Aim: Return the entries below verbatim. Pictures stay out.

Stored data:
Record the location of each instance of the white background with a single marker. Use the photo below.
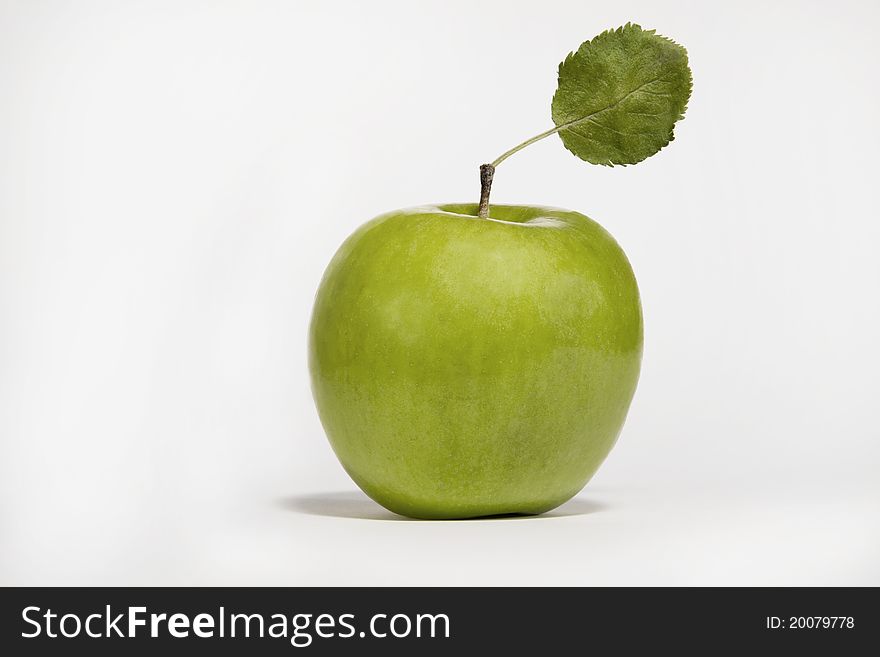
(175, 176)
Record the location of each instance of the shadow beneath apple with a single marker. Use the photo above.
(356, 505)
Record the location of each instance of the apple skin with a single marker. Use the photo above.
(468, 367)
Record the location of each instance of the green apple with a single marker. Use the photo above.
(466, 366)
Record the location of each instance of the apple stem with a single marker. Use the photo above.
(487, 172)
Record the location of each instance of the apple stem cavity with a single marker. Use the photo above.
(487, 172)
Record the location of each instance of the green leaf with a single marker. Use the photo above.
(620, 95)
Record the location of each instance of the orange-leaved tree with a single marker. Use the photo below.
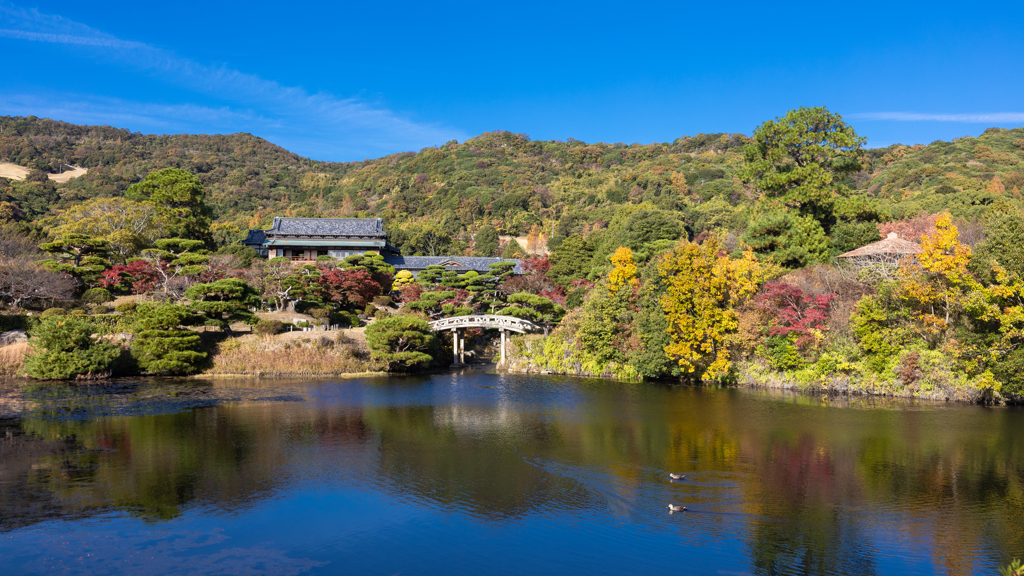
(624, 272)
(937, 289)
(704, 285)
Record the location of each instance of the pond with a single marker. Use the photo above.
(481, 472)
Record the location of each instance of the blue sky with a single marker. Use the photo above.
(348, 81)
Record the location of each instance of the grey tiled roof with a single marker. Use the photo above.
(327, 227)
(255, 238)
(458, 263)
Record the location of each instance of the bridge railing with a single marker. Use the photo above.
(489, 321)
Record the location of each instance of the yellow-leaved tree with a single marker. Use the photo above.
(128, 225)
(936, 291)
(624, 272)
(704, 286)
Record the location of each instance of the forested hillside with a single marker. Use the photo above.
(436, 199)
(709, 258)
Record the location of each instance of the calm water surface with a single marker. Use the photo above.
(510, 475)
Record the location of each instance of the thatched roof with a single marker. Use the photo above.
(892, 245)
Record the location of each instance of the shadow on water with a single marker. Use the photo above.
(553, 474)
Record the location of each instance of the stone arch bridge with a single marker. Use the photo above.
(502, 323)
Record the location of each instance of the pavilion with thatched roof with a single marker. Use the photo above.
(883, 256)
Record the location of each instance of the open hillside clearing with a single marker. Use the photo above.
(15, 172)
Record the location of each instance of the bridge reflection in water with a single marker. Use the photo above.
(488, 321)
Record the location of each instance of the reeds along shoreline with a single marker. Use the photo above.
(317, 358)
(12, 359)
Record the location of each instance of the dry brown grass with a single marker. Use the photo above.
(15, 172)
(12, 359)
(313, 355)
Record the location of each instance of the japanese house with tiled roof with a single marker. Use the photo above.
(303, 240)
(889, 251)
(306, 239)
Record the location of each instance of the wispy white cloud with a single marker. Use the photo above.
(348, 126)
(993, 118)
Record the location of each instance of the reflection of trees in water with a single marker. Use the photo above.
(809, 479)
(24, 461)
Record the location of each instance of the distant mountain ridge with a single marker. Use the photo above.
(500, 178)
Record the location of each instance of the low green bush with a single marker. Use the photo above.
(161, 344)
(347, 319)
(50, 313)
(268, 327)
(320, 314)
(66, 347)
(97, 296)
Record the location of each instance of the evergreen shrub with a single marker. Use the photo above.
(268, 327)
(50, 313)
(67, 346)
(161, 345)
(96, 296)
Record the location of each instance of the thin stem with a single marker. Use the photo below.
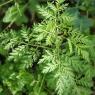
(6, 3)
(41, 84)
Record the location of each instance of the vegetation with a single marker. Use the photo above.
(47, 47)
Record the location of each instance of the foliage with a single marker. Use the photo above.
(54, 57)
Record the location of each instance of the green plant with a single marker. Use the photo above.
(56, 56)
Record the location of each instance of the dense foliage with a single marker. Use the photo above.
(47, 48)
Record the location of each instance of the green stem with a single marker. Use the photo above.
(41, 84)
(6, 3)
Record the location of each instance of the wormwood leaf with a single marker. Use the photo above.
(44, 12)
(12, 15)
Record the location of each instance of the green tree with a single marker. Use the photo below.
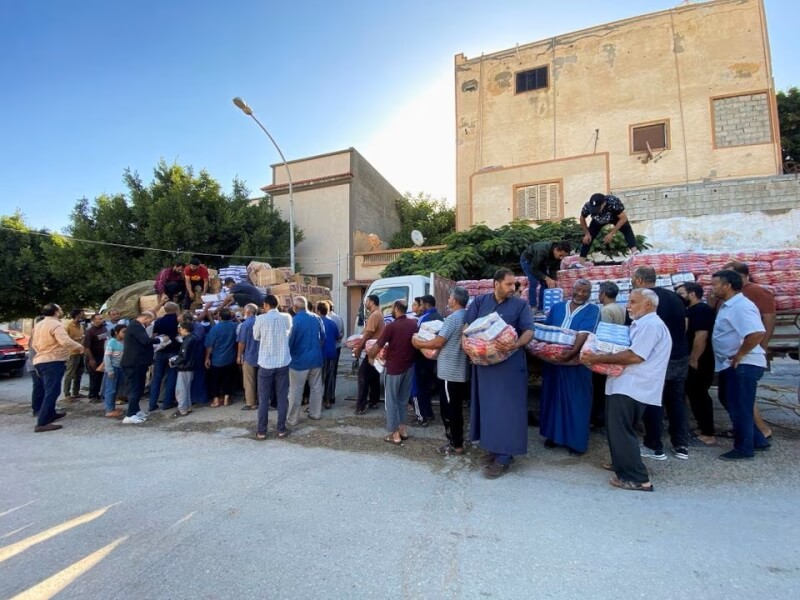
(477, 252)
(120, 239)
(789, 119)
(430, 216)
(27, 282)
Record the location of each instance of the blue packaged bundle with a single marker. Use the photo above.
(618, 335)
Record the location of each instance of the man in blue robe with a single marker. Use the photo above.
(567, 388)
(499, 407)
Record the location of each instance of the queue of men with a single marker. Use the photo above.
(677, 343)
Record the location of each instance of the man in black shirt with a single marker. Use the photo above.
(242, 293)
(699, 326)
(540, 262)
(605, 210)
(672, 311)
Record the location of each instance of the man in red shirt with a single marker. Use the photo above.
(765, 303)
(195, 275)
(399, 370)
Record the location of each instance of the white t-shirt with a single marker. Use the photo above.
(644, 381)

Task answer:
Record the location of each instance of the white background with a single marker. Use the photo below.
(175, 176)
Record the location of each instance of the shadow beneath apple with a single marker. Use the photo above.
(356, 505)
Record the location of each instance of the apple skin with a single marker. Use the photo above.
(468, 367)
Record the location of each instance of the green apple with a single marker. Use the photo above.
(466, 366)
Record the location of each instance of the apple stem with a single marker. Use the photo above.
(487, 172)
Record the location of each instance of the apple stem cavity with a single marker. Use the photo above.
(487, 172)
Record the location of each instance of the green leaf with a single marker. Use the photo above.
(620, 95)
Record the location of each instance of the orange-leaved tree with a single marker. Use the photo below.
(624, 272)
(937, 289)
(704, 285)
Record the location of each instance of the pond with a single marker. Use the photo above.
(481, 472)
Record the location of each instance of the blue sky with a single marker. Use the photo above.
(348, 81)
Record the location of each instance of the grey tiled roof with a single marker. Use the photo above.
(327, 227)
(255, 238)
(458, 263)
Record the location of each instance of the bridge railing with a single marker. Use the photo above.
(489, 321)
Record the location of each instance of the yellow-leaved tree with a single marker. Use the photo above.
(128, 225)
(936, 291)
(624, 272)
(704, 286)
Record the location of each instance of the forested hillside with a single marker. Use the photo above.
(436, 199)
(709, 258)
Record the location of each instance of the calm water surface with a single marker. Use the photo above.
(510, 475)
Record the location of each instance of the thatched roof with a single marker. Use the photo above.
(892, 245)
Record the location of each instance of the shadow on water with a single marker. Use the photo above.
(553, 474)
Record the location of each instance of the stone arch bridge with a single marker. Use the photo above.
(502, 323)
Record the location of each instance of the pavilion with thatched roof with a single marker. Use the photo above.
(883, 256)
Record the location of each instance of the open hillside clearing with a single marker. Use the photo above.
(15, 172)
Record the location of each instance of the bridge reflection in water with a single marker. Use the photo above.
(488, 321)
Record the location of each instance of the reeds along shoreline with a single marker. Use the photo above.
(317, 358)
(12, 359)
Record the location of each instance of the dry brown grass with a single marker. Use the photo above.
(15, 172)
(12, 359)
(313, 355)
Record the location of each instance of the japanese house with tiled roof with a single marker. Use the photo above.
(303, 240)
(889, 251)
(306, 239)
Record the location of each instance of the wispy white cloud with a single marker. Use the photo above.
(348, 126)
(993, 118)
Record the location of each instance of the reflection of trees in water with a single marker. Use the photo above.
(809, 479)
(24, 461)
Record the location of each instance of the distant mountain ridge with a single marker. Use the photo above.
(500, 178)
Record the location of each instance of the low green bush with a single marker. Use the photo above.
(161, 344)
(347, 319)
(50, 313)
(268, 327)
(320, 314)
(66, 347)
(97, 296)
Record the location of each instance of the evergreen shrub with a single marker. Use the photo above.
(268, 327)
(50, 313)
(67, 346)
(161, 345)
(96, 296)
Record the location of each instance of the thin stem with a single marker. Use the photo below.
(6, 3)
(41, 84)
Record the location of each instance of the vegetation with a single marker. Use the photo above.
(47, 47)
Record the location of each instance of the foliage with a single marker. Use the photo above.
(54, 57)
Record the location of each instance of the green plant with a single marker. Use the photo above.
(56, 56)
Record the location of each instance of the dense foliage with a single marker. Use the photo above.
(47, 48)
Record the location of each instance of the green stem with a single marker. Use the photo above.
(41, 84)
(6, 3)
Record the location of each instance of the wormwood leaf with a single marker. Use the photo above.
(44, 12)
(12, 15)
Record the location of each instance of the green tree with a single marker. Use the photo below.
(477, 252)
(120, 239)
(789, 119)
(430, 216)
(27, 282)
Record the location of each instance of the blue packaged bundle with a single marker. Use the photo above.
(618, 335)
Record the location of each instance of the man in blue robe with a single marker. Use the photo above.
(567, 388)
(499, 407)
Record the location of each instance of the queue of men with a single marker. Use the photo above.
(677, 343)
Record the location of each instance of the man in black shirt with a single marker. Use the photo above.
(242, 293)
(699, 326)
(540, 262)
(605, 210)
(672, 311)
Record the location of each instance of the man in red shirt with a single marker. Use the photo above.
(765, 303)
(195, 275)
(399, 370)
Record the location of each instance of the white t-shirt with a single marker. Use the photo above.
(644, 381)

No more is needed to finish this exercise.